= REQUIRED ACTION 1 =
From the thread below, return the part from "Your misunderstanding was" up to and including "about protecting the company.", copied word for word.
= REQUIRED ACTION 2 =
Answer these questions using the thread below:
(a) After the HR lawyer's reply, whom did the writer contact next?
(b) According to the thread, what kind of programs did the therapist who wrote the Bancroft book mainly deal with men in?
(c) Which two books by Manne are suggested?

= GIVEN PASSAGE =
▼▼▼

After talking with my boss, I wrote this up for HR. At the intern's request, we never even named the interrogator. I explained that it was surely an unconscious bias incident and that I thought they'd want to keep track of things like that. In short order I get an email back from an HR lawyer denying, deflecting, defending. They did jack shit. So I also wrote the Black ERG heads. They jumped on it and raised it up to the level of the CEO, which I was very grateful for. It ended up being a reasonably positive experience for the intern on net; he felt heard and respected.

But it has always stuck with me how instantly this was dismissed by the normal power structure. They did not want to hear it, and no amount of me explaining "what hurts and why" would have made a lick of difference. And that was to a (white) manager with the backing of his (white) manager. I totally get why people targeted with this stuff just keep their heads down most of the time.

> But it has always stuck with me how instantly this was dismissed by the normal power structure.

Your misunderstanding was believing HR is there to solve human interaction problems in the company. HR is there first and foremost to protect the company. In the case of legal, that’s even more the case.

But good on your for speaking up and trying to make the situation better. But I also believe your intern was smart to ask not to name the interlocutor. That would have only made enemies, and probably made things harder on him.

Thanks, but avoiding future lawsuits for racial bias is part of protecting the company. As is making it safe for all sorts of people to work there, as that aids recruitment, retention, and results. So this wasn't about protecting the company.

My take is that HR's first goal is to protect HR, and their second to protect the powerful people in the company. Protecting the actual company is low down on the list.

The phrase "outsource getting into conflict" caught my eye. To me, that is an interesting take/observation. I've been trying to sort out when a disagreement or argument becomes harassment and the closest I can come to is when there is a power imbalance between the parties. I'm inclined to agree that taking your grievance to the mob doesn't solve the real issue.
I think it depends on what you mean a lot by "think". Did they wake up thinking, "Hey, let's go for some misogyny today"? Probably not. But on the other hand, it's not like their behavior is random, patternless. People often do things without really understanding what it means. Indeed, given how hard actually understanding a global society and its history is, I'd say we almost never totally understand anything we do. It's a big world, and people are universes unto themselves.

One book you might read here is, Bancroft's "Why Does He Do That? Inside the Minds of Angry and Controlling Men". It's written by a therapist who mainly dealt with men in court-mandated therapy programs related to domestic abuse. Few of the men ever saw themselves as bad actors. There was always a reason they were justified in their abuse. He goes into great detail examining how abuse worked well for them.

I also think you misunderstand the systemic nature of things like misogyny and racism. You are effectively saying it's the job of women to fix sexists. Putting the burden there acts to support sexism. That's true anywhere, but it's especially true when we're talking about academia. Look at that UMich CS professor: he had many opportunities to understand his behavior was wrong. He surely heard it from women. He certainly heard it in trainings; "don't grope the students" is something every professor knows by now. Ignorance is not the problem, and suggesting that women with little power should educate men who can ruin their careers only helps abusive men.

Ignorance can be the problem in specific cases, of course. But even there, individuals are responsible for their own behavior. If men would like to not be sexist, they should study the topic. For the HN crowd, I might suggest Manne's "Down Girl: The Logic of Misogyny" and the follow-on book "Entitled". Both are sharp, readable, and very analytical looks at the topic.

▲▲▲

= PROVIDED RECORDS =

▼▼▼

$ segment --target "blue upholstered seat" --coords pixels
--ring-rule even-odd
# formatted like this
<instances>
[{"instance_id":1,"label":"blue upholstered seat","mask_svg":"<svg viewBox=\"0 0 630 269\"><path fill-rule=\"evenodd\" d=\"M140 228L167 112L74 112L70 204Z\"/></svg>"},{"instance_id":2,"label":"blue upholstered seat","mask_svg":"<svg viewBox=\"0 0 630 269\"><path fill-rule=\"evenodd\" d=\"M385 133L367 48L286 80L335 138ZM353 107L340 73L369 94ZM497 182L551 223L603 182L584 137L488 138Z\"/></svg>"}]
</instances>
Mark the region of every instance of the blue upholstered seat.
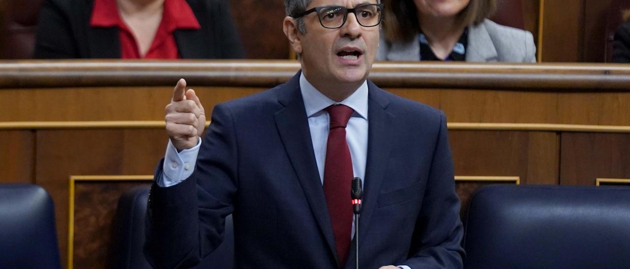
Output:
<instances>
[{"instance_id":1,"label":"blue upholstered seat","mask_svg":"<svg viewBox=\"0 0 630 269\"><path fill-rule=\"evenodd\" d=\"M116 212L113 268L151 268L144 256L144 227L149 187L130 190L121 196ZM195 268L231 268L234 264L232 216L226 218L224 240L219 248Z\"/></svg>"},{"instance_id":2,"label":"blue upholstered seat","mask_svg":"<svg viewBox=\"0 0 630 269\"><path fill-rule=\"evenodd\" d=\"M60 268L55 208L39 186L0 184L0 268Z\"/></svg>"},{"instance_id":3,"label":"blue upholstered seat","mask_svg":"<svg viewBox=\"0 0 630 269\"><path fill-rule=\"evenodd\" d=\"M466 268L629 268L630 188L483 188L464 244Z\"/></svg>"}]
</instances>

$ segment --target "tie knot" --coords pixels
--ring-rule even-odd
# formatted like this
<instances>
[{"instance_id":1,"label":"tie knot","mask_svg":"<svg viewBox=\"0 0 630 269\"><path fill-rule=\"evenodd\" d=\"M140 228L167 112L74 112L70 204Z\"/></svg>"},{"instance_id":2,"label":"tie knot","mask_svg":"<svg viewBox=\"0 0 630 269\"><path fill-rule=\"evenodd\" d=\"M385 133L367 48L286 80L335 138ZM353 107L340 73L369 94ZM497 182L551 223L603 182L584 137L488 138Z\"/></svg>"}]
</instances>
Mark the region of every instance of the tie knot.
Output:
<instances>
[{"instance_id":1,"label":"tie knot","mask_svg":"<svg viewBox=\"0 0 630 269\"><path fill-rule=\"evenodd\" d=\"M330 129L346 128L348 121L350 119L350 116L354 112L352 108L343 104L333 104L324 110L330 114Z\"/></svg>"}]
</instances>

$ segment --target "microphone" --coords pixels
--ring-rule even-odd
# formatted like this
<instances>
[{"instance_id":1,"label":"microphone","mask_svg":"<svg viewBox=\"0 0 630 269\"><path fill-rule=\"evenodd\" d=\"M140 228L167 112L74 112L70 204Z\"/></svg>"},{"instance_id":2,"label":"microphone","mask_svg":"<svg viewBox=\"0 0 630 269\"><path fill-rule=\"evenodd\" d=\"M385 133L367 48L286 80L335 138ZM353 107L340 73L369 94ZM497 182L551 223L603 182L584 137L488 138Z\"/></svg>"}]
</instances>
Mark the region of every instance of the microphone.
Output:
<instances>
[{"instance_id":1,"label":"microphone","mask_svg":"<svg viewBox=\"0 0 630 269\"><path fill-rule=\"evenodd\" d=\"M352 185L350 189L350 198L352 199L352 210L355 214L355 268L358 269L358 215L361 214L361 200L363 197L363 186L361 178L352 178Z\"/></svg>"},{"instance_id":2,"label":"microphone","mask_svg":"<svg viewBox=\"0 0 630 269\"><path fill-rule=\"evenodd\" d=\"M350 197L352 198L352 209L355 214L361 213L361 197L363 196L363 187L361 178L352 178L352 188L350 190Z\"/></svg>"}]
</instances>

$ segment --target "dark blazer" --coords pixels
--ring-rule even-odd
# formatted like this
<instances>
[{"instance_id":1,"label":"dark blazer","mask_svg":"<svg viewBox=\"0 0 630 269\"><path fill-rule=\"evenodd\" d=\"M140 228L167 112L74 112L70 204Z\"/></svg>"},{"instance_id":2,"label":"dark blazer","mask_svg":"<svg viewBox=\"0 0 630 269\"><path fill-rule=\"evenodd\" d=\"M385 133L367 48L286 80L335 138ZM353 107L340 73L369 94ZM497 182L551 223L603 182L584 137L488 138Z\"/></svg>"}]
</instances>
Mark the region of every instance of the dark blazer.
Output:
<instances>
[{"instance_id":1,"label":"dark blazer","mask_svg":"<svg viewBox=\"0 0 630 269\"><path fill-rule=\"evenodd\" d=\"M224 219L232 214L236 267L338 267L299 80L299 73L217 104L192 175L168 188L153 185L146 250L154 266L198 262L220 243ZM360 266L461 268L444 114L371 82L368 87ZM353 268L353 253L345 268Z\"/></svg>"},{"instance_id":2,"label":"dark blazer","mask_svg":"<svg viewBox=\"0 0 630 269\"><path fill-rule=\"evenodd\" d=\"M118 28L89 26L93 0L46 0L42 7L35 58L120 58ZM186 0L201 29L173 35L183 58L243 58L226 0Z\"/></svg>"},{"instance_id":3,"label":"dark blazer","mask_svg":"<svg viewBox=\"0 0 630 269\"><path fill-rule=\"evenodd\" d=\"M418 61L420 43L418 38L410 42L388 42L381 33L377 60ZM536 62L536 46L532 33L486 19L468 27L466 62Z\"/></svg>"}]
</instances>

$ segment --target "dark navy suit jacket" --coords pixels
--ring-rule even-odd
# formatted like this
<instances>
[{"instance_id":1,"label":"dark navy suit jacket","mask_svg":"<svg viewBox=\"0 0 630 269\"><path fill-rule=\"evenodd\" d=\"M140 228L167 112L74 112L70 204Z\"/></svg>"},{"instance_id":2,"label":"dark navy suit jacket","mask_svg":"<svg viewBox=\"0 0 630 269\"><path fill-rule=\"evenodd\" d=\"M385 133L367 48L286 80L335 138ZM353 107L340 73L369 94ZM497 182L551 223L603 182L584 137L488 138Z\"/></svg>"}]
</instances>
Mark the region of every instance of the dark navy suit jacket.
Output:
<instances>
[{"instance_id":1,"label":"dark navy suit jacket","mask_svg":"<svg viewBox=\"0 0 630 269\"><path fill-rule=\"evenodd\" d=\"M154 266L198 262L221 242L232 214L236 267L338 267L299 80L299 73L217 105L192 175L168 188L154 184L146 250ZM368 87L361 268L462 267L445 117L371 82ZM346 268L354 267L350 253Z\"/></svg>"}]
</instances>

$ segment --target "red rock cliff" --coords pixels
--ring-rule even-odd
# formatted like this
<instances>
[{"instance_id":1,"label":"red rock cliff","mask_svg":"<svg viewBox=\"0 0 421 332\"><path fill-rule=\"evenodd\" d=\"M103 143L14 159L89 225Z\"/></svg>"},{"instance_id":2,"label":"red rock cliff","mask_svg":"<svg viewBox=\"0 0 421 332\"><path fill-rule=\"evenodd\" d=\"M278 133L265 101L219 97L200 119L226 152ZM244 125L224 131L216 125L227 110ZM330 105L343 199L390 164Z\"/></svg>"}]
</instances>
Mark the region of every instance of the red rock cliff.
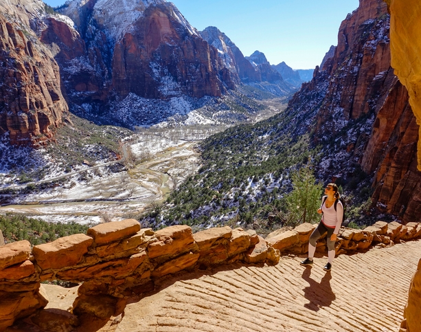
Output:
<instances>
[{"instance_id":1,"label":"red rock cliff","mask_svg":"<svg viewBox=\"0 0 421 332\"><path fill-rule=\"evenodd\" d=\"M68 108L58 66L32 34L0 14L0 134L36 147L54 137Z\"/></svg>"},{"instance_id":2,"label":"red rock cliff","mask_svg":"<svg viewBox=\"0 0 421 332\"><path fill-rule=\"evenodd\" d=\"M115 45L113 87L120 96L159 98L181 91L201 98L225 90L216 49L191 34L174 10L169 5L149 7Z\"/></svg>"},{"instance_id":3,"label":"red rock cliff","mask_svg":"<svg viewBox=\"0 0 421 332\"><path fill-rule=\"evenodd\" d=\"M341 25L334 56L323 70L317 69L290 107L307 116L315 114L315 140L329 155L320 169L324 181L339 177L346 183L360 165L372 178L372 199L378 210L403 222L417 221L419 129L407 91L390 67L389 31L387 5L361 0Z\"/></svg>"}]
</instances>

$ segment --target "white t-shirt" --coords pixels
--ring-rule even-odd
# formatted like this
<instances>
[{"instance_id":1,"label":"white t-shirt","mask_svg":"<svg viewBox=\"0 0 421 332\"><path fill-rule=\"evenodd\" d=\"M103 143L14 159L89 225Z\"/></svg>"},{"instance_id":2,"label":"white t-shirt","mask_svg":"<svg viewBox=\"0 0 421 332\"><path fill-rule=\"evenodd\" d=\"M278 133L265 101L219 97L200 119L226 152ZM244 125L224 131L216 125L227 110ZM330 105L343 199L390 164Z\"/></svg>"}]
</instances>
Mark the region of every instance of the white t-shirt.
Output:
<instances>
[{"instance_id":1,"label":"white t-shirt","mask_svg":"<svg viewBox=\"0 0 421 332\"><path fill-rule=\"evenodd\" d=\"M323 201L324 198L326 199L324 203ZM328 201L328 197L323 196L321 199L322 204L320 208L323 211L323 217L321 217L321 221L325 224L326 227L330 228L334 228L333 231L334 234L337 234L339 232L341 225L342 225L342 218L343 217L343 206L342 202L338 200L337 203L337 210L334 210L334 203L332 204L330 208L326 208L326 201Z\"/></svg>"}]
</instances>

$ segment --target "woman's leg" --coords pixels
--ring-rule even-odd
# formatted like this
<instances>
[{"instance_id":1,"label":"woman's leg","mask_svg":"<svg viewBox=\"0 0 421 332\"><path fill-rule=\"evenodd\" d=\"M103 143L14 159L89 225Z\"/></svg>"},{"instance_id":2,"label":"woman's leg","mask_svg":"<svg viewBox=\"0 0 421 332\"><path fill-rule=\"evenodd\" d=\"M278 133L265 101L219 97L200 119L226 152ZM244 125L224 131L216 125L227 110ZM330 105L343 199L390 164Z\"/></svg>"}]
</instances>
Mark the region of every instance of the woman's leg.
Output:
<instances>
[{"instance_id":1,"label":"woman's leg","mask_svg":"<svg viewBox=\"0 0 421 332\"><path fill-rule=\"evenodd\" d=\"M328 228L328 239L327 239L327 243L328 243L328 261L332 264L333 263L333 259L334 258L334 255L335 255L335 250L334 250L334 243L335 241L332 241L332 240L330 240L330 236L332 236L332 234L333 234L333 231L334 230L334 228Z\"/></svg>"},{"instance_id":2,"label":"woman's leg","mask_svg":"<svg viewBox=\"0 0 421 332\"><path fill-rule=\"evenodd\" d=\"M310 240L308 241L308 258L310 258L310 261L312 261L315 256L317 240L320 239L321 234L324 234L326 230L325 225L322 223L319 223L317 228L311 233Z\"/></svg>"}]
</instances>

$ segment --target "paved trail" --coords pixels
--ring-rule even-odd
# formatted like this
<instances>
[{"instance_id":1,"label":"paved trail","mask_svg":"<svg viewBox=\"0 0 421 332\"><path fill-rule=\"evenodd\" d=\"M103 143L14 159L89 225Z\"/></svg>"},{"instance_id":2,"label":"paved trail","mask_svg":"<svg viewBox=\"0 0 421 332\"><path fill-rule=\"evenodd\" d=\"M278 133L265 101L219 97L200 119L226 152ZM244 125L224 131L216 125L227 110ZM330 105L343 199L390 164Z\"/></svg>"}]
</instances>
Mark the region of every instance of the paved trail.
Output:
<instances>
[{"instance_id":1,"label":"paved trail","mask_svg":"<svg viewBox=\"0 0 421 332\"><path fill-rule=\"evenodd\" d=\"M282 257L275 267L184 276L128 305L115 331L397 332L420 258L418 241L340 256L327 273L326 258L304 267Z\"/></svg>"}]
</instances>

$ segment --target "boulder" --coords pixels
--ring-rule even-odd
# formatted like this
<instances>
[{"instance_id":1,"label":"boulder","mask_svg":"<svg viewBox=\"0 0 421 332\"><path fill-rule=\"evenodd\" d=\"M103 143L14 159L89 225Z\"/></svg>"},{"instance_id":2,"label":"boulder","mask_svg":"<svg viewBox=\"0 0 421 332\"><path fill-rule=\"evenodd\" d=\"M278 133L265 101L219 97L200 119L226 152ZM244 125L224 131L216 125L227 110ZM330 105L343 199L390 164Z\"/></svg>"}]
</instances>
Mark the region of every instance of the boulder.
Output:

▲▲▲
▼▼▼

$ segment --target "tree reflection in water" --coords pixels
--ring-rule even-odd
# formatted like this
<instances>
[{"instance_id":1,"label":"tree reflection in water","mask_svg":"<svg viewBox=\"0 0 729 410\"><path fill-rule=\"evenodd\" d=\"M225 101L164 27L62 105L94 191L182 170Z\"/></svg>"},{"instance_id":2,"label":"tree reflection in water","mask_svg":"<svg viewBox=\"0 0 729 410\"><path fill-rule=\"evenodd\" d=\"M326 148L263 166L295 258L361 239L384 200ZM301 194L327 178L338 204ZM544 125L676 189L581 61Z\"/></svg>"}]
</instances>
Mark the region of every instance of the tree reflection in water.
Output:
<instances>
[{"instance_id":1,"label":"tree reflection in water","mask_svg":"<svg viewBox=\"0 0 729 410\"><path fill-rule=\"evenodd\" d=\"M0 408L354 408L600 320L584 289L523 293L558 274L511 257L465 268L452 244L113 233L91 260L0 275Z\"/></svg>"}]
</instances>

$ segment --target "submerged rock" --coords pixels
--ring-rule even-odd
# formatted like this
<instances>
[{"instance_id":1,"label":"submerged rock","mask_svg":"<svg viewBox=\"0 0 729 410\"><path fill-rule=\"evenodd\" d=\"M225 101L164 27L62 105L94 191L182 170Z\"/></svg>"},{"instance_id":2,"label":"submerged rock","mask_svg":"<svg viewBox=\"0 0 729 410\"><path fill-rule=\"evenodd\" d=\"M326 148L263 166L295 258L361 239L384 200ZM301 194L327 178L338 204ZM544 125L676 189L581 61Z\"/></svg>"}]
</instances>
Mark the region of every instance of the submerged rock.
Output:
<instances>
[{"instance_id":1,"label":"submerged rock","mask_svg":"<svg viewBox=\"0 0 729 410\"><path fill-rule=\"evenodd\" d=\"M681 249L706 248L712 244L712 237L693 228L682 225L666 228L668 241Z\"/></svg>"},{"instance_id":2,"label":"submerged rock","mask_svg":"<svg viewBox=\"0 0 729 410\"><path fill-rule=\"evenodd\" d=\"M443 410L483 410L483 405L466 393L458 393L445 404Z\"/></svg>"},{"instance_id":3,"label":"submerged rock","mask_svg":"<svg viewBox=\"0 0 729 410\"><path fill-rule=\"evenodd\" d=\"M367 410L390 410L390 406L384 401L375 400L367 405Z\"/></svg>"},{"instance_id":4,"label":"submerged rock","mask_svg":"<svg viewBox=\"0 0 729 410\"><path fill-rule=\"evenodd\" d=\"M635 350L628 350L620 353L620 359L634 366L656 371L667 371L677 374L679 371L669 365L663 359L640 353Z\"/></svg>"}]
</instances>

▲▲▲

= EXERCISE OUTPUT 1 =
Your misunderstanding was believing HR is there to solve human interaction problems in the company. HR is there first and foremost to protect the company. In the case of legal, that’s even more the case.

But good on your for speaking up and trying to make the situation better. But I also believe your intern was smart to ask not to name the interlocutor. That would have only made enemies, and probably made things harder on him.

Thanks, but avoiding future lawsuits for racial bias is part of protecting the company. As is making it safe for all sorts of people to work there, as that aids recruitment, retention, and results. So this wasn't about protecting the company.

= EXERCISE OUTPUT 2 =
(a) The Black ERG heads.
(b) Court-mandated therapy programs related to domestic abuse.
(c) "Down Girl: The Logic of Misogyny" and "Entitled".